*Input data*:
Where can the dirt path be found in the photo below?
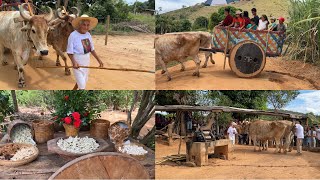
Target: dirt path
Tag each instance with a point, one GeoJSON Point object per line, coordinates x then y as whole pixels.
{"type": "Point", "coordinates": [134, 52]}
{"type": "Point", "coordinates": [243, 164]}
{"type": "Point", "coordinates": [288, 75]}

*Exercise aim*: Reproduce every line of the items above, requests included, but rescale each point coordinate in the answers by multiplying it by 2.1 and rounding to a whole number, with halves rounded up. Leave the pictures out.

*Full solution*:
Where can the dirt path be found in the photo below?
Target: dirt path
Tag each instance with a point, one GeoJSON Point object per line, coordinates x then y as whole pixels.
{"type": "Point", "coordinates": [281, 109]}
{"type": "Point", "coordinates": [510, 344]}
{"type": "Point", "coordinates": [605, 158]}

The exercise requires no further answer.